*Tasks*:
(A) Rewrite the paragraph beginning "The trajectory leading into the weekend" from the box-office text as a short bulleted list that keeps its main facts.
(B) Transcribe the part of the box-office text starting at "Hollywood spent years" and ending at "star in one.".

*Text segment*:
■ ■ ■ ■
Hollywood spent years wondering whether audiences still craved the kind of grown-up, female-driven event cinema that studios quietly stopped betting on. On the first weekend of May 2026, The Devil Wears Prada 2 delivered the answer — loudly, globally, and in stilettos. The long-awaited sequel earned $77 million domestically and $233 million worldwide in its opening weekend, rewriting what a summer blockbuster can look like and who gets to star in one.
The Opening Weekend Numbers That Redefined a Season
The final confirmed figures, as of May 3, 2026, are staggering by any measure. The Devil Wears Prada 2 debuted with $77 million domestically, placing it among the strongest May opens in recent memory. Globally, the $233 million haul exceeded the projections of even the most bullish forecasters.
The trajectory leading into the weekend was already pointing toward history. Thursday preview screenings earned $10 million — one of the best preview performances ever recorded for a female-led film. Friday's full opening day gross hit $32.5 million, a number that, on its own, exceeded the entire opening weekend of the original 2006 The Devil Wears Prada, which opened to just $27.5 million two decades ago. That single data point captures the scale of the cultural reversal that occurred this weekend.
■ ■ ■ ■
*Dataset rows*:
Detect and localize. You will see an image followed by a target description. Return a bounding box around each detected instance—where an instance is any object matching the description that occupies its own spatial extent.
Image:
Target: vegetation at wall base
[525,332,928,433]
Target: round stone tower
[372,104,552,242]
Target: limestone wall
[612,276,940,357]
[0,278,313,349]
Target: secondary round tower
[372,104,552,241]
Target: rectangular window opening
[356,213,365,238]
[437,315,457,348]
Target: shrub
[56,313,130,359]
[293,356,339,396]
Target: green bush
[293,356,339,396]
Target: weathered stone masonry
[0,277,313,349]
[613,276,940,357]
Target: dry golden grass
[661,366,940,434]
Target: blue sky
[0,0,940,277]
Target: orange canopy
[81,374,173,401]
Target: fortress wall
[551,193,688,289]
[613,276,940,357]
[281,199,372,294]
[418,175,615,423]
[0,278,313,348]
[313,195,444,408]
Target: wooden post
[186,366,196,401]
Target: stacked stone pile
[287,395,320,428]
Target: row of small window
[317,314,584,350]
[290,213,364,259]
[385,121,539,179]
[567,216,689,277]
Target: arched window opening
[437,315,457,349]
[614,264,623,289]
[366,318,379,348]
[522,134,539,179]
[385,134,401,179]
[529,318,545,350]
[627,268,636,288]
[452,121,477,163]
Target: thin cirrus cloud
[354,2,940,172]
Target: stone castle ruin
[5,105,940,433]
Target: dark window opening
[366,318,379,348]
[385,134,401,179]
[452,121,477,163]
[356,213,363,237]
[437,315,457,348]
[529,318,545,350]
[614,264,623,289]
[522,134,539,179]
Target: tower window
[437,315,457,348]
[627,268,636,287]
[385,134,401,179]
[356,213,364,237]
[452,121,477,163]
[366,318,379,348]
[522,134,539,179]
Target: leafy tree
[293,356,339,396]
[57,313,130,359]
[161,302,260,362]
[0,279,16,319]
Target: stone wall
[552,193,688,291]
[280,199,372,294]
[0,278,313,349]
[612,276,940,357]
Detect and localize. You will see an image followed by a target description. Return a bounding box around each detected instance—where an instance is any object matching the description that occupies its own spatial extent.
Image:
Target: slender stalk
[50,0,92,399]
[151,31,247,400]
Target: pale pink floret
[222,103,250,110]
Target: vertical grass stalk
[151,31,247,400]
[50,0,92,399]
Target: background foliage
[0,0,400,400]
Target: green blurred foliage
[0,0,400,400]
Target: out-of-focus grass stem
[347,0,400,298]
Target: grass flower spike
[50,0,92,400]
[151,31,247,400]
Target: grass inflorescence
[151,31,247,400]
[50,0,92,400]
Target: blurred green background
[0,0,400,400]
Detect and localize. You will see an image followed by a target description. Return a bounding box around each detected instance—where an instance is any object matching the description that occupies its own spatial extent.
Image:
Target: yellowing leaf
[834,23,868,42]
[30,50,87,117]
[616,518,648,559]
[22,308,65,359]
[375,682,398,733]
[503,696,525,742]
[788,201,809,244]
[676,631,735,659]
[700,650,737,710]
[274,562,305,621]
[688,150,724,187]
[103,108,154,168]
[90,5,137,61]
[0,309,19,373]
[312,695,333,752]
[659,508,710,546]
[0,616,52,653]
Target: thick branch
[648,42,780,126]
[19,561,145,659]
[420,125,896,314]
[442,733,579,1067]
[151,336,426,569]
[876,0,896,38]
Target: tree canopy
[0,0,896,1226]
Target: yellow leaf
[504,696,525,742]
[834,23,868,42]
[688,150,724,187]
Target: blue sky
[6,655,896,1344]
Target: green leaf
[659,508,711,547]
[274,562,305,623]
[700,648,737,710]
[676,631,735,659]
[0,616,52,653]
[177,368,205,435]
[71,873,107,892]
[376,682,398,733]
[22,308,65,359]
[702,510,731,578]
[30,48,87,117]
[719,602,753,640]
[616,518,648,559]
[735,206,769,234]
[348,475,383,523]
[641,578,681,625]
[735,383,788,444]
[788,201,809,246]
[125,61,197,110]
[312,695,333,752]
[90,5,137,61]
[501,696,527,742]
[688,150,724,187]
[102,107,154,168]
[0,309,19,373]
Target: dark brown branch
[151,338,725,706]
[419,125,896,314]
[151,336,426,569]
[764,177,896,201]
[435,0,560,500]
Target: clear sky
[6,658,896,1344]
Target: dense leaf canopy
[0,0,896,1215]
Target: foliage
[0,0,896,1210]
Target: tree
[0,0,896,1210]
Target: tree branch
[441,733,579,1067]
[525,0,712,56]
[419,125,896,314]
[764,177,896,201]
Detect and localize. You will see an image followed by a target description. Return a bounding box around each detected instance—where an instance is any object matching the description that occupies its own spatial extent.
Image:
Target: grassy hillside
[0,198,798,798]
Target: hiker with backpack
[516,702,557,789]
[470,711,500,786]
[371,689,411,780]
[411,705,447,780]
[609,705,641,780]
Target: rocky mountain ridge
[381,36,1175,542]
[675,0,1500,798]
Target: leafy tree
■ ■ ■ ■
*Results*:
(A)
- The lead-up to the weekend already pointed toward history.
- Thursday previews earned $10 million, one of the best preview results ever for a female-led film.
- Friday's opening-day gross reached $32.5 million.
- That Friday total alone beat the entire opening weekend of the original 2006 The Devil Wears Prada, which opened to $27.5 million.
- This one figure shows the scale of the cultural reversal that weekend.

(B)
Hollywood spent years wondering whether audiences still craved the kind of grown-up, female-driven event cinema that studios quietly stopped betting on. On the first weekend of May 2026, The Devil Wears Prada 2 delivered the answer — loudly, globally, and in stilettos. The long-awaited sequel earned $77 million domestically and $233 million worldwide in its opening weekend, rewriting what a summer blockbuster can look like and who gets to star in one.